== Material provided
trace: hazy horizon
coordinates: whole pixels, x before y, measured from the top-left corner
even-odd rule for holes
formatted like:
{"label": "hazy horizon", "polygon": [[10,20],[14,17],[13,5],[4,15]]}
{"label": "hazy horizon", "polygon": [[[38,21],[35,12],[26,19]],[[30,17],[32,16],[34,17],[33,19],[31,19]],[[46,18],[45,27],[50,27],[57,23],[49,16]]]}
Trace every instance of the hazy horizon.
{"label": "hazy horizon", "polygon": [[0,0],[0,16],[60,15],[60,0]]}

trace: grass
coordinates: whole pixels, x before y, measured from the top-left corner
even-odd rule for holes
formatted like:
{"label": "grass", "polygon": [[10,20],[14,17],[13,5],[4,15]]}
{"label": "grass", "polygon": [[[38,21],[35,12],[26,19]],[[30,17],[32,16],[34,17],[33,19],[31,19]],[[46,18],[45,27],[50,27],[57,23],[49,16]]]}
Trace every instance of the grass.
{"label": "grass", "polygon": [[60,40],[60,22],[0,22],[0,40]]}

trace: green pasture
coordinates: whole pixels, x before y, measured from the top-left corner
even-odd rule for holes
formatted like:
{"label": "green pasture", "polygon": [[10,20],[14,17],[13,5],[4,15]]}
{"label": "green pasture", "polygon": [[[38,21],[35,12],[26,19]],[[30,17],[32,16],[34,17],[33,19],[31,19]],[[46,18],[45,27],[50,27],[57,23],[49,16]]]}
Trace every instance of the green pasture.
====
- Your instructions -
Show the data once more, exactly as it was written.

- Exercise solution -
trace: hazy horizon
coordinates: whole pixels, x before y, measured from the top-left corner
even-odd rule for holes
formatted like:
{"label": "hazy horizon", "polygon": [[10,20],[14,17],[13,5],[4,15]]}
{"label": "hazy horizon", "polygon": [[[38,21],[35,12],[26,19]],[[30,17],[32,16],[34,17],[33,19],[31,19]],[[46,18],[45,27],[50,27],[57,23],[49,16]]]}
Trace every instance of the hazy horizon.
{"label": "hazy horizon", "polygon": [[0,0],[0,16],[60,15],[60,0]]}

trace: grass
coordinates: whole pixels, x before y, measured from the top-left corner
even-odd rule for holes
formatted like:
{"label": "grass", "polygon": [[10,20],[14,17],[13,5],[4,15]]}
{"label": "grass", "polygon": [[[38,21],[35,12],[26,19]],[[30,17],[32,16],[34,17],[33,19],[31,19]],[[46,18],[45,27],[50,27],[57,23],[49,16]]]}
Trace every instance of the grass.
{"label": "grass", "polygon": [[60,40],[60,22],[0,22],[0,40]]}

trace: green pasture
coordinates: whole pixels, x before y, measured from the top-left corner
even-odd rule for holes
formatted like:
{"label": "green pasture", "polygon": [[10,20],[14,17],[13,5],[4,15]]}
{"label": "green pasture", "polygon": [[[38,21],[35,12],[26,19]],[[30,17],[32,16],[34,17],[33,19],[31,19]],[[46,18],[45,27],[50,27],[57,23],[49,16]]]}
Trace every instance of the green pasture.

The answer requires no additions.